> What to produce:
Whatever appears in the records should be given again exactly, down to the last mark.

Records excerpted from a collection

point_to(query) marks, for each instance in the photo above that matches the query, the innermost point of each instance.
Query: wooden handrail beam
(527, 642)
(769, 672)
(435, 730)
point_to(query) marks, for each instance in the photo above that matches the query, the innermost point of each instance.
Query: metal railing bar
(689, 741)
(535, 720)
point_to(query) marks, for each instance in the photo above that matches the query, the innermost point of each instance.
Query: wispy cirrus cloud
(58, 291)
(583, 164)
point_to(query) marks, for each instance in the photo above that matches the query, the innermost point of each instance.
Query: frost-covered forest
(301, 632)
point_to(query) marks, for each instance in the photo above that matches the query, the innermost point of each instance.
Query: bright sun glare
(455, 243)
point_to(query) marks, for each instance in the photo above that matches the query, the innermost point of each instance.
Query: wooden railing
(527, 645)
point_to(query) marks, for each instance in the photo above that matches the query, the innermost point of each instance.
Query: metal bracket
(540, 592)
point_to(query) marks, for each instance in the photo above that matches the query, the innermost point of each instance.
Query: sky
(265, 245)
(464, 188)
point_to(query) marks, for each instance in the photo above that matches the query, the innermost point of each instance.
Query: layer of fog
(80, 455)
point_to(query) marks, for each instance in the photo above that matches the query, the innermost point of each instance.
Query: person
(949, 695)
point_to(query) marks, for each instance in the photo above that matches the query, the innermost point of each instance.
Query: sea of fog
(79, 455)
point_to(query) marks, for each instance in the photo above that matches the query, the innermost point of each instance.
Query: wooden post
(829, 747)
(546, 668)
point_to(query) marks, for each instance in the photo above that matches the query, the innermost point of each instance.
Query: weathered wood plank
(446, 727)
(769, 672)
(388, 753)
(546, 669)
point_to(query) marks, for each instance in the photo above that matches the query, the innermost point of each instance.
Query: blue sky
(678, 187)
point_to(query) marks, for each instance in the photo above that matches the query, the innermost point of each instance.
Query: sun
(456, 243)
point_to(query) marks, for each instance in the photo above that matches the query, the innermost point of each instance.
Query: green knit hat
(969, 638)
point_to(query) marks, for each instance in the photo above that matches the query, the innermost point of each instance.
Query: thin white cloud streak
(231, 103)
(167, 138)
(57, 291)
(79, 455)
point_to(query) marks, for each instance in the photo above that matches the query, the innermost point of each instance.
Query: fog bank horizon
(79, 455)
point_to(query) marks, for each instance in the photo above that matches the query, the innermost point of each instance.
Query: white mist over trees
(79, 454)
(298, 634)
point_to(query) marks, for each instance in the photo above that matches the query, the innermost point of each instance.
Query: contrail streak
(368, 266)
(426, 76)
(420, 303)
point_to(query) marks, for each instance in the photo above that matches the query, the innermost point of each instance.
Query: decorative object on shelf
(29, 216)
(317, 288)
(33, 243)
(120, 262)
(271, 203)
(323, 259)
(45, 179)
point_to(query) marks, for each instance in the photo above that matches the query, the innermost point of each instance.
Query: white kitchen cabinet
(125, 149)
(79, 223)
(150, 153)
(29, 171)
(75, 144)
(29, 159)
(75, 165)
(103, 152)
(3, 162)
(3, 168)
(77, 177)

> Worked solution:
point_to(query) marks, for each instance in the photo above that matches the query, the innermost point of each instance.
Query: wooden handrail beam
(527, 642)
(769, 672)
(435, 730)
point_to(query) marks, for each instance in the photo above that matches the query, the innermost point of each instance.
Query: metal railing bar
(689, 741)
(535, 720)
point_to(query) marks, for each instance in the photo above that matches the query, the innermost point of each instance.
Query: wispy cirrus cloud
(58, 291)
(583, 164)
point_to(query) marks, for each instance in the photo above that matches the query, the innermost point of each instance.
Query: frost-covered forest
(301, 632)
point_to(query) marks, for each instance in the photo above that matches the query, the innermost point of each instance.
Query: bright sun glare
(455, 243)
point_to(query) marks, for each instance in the photo above that matches the query, the innermost point of each instance.
Query: wooden railing
(527, 645)
point_to(query) marks, for each instance in the photo above that matches the query, the innermost point of each instance.
Query: metal bracket
(540, 592)
point_to(query) marks, for each instance in the photo above that matches the query, the innermost point of each instance.
Query: sky
(265, 245)
(464, 188)
point_to(query) marks, for each instance in the photo above that matches the query, the innermost point of each instance.
Query: layer of fog
(80, 455)
point_to(query) marks, for each instance in the photo above that matches the query, the innermost point of each instance.
Query: person
(949, 695)
point_to(query) marks, for each instance in the photo above that matches the query, the innermost point of each instance.
Query: sea of fog
(79, 455)
point_to(query) marks, for each instance in the photo above that matches the query, the innermost point of each instance.
Query: wooden post
(829, 747)
(546, 668)
point_to(query) marks, for each instance in the photo above that matches the query, the innermost point of each instance.
Query: weathered wood plank
(446, 727)
(769, 672)
(388, 753)
(546, 669)
point_to(query) marks, for each instance in the photo above that matches the query, the innermost point of each instance.
Query: blue sky
(678, 187)
point_to(query) marks, for each instance in the photo above that matches the query, the innermost point of each instance.
Query: sun
(456, 243)
point_to(query) marks, for each instance in the photo above that matches the query, the innermost point of each instance.
Query: green knit hat
(969, 638)
point_to(query) marks, for each instance in the photo above that matches the query, the innermost point of each instance.
Query: thin white cloud streak
(231, 103)
(167, 138)
(57, 291)
(79, 455)
point_to(query) marks, for each instance in the photo above that matches the query, the innermost point of each instance.
Query: fog bank horizon
(79, 455)
point_to(query) marks, for each instance in the photo above that matches the query, the innermost point of each instance.
Query: white mist over trees
(79, 454)
(298, 634)
point_to(query) marks, for each instance in the photo above that matches the query, the innermost point of each instance.
Query: contrail streak
(368, 266)
(426, 76)
(420, 303)
point_to(query) marks, for each instance in the photo above that matches the query, the innermost point of each instance.
Query: decorative object on shelf
(29, 216)
(317, 288)
(33, 243)
(120, 262)
(271, 203)
(323, 259)
(45, 179)
point_to(query) marks, for each instance in the photo above that matches the query, the innermost point of each instance.
Query: white kitchen cabinet
(125, 149)
(79, 223)
(150, 153)
(29, 171)
(75, 144)
(29, 159)
(75, 165)
(103, 152)
(3, 162)
(3, 168)
(77, 177)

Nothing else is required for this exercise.